» **DIRECTIONS**
Please retype the listing below word for word and exclude its images.

[RECORDS FOR THE TASK]

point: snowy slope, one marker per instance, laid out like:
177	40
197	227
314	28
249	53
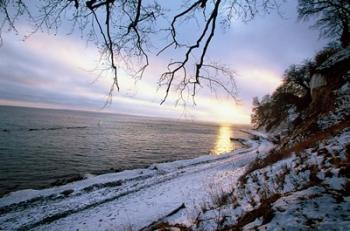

[/RECORDS FOR THE TASK]

» **EXERCISE ANSWER**
point: snowy slope, one marker per instance, laid out like:
177	40
197	227
314	28
249	53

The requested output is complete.